Collect every line of the items below that contains the word "distant".

**** Records for the task

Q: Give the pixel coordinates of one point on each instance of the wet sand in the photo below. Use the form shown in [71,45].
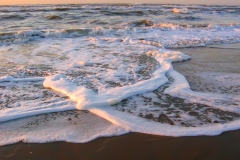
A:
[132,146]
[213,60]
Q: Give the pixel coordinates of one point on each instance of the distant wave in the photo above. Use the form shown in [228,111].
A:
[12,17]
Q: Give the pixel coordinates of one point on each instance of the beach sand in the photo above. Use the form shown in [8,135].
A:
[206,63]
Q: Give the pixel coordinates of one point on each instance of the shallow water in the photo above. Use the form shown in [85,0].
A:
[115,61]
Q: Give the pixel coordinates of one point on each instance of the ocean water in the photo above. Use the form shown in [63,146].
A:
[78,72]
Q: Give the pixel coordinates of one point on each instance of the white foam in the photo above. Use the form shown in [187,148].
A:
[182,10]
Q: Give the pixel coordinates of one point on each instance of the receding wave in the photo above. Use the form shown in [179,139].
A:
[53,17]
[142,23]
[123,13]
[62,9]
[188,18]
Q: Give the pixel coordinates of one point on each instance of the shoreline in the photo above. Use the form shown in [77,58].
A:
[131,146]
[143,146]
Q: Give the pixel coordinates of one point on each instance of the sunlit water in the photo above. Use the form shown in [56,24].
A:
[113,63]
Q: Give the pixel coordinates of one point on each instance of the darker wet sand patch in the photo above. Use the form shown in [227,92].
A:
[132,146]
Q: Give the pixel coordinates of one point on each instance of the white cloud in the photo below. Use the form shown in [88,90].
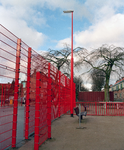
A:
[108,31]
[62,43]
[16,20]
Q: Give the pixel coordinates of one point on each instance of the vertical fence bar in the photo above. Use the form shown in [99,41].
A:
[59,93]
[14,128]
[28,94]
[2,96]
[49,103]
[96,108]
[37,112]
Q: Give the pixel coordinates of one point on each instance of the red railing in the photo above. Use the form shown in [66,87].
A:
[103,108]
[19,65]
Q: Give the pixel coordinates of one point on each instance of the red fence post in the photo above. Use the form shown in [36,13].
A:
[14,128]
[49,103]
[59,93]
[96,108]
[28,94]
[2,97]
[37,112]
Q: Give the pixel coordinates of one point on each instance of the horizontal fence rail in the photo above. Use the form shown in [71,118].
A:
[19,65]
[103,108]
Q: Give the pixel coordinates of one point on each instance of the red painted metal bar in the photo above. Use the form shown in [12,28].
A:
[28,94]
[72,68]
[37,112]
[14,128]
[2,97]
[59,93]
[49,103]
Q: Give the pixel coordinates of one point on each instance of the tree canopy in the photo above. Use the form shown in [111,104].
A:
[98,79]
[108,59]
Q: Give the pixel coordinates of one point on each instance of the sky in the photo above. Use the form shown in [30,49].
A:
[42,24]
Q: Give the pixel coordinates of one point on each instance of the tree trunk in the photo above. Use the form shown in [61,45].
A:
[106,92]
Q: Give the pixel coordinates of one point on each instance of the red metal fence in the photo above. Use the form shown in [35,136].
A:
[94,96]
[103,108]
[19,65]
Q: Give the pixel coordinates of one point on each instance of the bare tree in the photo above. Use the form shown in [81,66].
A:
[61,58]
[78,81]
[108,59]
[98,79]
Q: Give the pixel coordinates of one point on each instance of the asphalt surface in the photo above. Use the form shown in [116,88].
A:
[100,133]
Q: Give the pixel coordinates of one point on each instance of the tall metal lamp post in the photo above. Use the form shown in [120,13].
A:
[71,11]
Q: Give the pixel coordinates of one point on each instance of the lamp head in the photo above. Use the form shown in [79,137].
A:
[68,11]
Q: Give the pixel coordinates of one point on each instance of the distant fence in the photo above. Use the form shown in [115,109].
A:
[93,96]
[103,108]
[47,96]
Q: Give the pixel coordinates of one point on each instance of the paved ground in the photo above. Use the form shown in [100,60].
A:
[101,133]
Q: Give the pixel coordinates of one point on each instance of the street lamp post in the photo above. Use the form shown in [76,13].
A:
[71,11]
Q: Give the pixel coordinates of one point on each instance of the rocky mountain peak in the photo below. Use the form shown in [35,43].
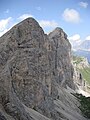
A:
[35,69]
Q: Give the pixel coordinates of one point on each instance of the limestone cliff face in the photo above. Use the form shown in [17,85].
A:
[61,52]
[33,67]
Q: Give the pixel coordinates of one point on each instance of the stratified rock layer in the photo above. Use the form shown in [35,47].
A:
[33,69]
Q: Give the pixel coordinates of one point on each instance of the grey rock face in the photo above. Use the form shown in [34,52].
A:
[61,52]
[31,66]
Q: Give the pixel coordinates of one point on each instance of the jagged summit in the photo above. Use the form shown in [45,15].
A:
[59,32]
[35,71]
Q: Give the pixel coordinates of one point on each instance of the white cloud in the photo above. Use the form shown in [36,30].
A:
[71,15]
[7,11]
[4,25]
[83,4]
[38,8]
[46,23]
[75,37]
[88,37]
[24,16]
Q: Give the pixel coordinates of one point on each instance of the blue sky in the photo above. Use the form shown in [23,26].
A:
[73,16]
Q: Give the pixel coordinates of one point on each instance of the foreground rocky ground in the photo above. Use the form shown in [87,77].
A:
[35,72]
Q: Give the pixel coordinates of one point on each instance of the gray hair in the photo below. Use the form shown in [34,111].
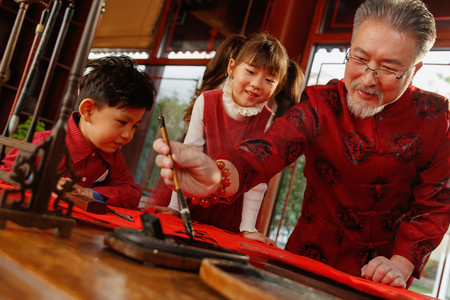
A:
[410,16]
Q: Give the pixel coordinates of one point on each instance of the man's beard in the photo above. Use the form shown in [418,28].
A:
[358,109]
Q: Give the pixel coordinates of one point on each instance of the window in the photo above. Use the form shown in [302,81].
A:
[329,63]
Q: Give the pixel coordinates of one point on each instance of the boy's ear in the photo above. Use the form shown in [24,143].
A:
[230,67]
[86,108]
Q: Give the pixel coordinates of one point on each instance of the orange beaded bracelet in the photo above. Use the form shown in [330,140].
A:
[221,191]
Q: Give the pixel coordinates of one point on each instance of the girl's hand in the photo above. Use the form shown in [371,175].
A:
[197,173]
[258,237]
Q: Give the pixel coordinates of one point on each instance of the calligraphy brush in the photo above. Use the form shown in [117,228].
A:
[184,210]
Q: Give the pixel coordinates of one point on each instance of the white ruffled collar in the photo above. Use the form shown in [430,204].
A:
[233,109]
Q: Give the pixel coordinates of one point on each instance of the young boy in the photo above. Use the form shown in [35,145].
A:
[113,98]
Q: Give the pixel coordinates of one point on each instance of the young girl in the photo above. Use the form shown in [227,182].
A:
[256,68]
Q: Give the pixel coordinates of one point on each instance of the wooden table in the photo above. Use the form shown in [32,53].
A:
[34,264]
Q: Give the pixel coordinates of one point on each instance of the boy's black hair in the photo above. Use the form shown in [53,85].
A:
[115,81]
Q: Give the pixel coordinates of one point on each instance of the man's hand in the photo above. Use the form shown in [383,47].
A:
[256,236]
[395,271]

********
**** Records for the task

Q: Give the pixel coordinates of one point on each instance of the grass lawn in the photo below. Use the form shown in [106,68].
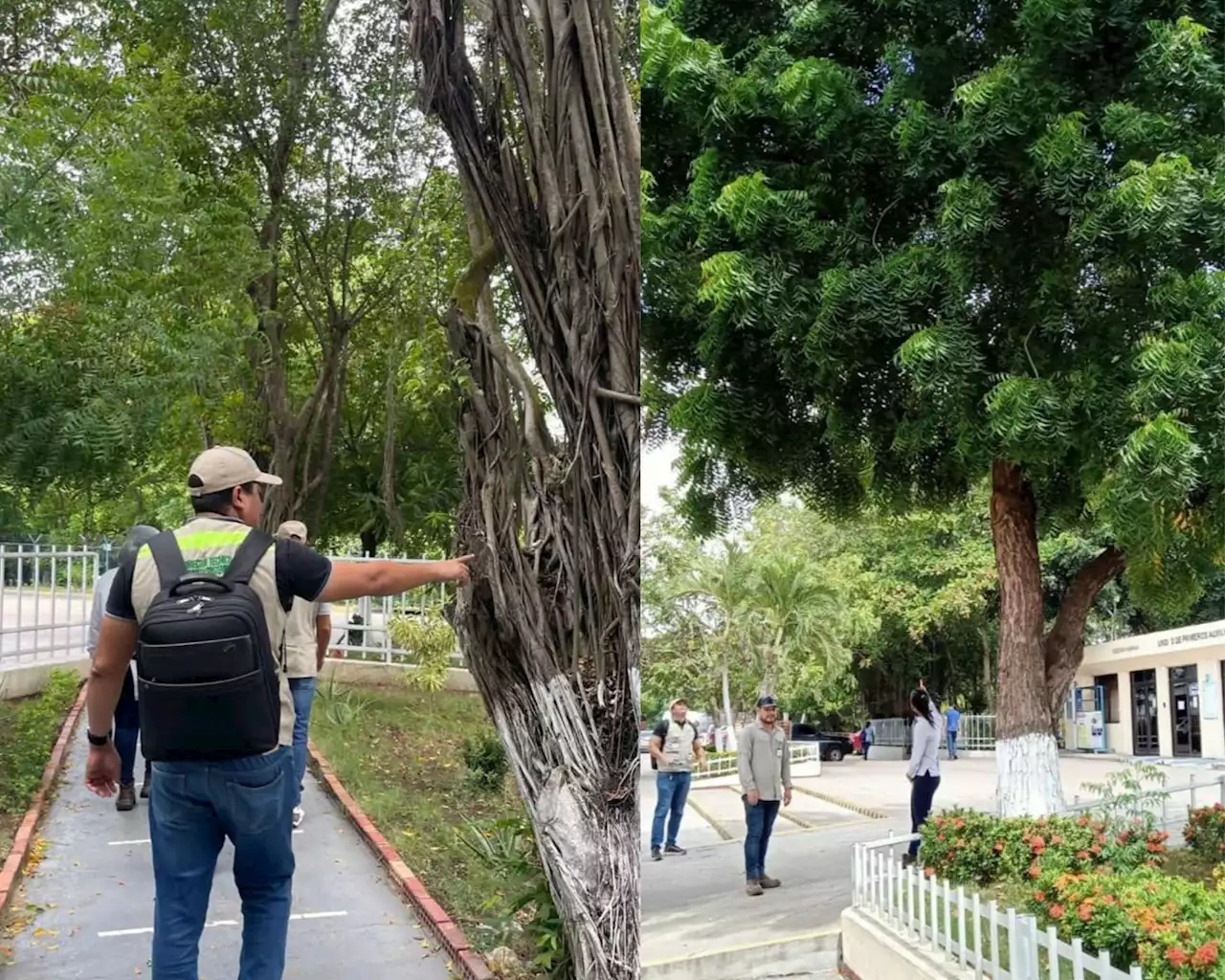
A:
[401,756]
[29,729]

********

*Result of the task*:
Q: Give the pixel coordinates of one point on each instance of the distant wave in the photo above. Use the form shown in [228,111].
Q: Give the pixel coordinates of one point on each instance of the distant fence in the photo above. Use the form shown in [115,109].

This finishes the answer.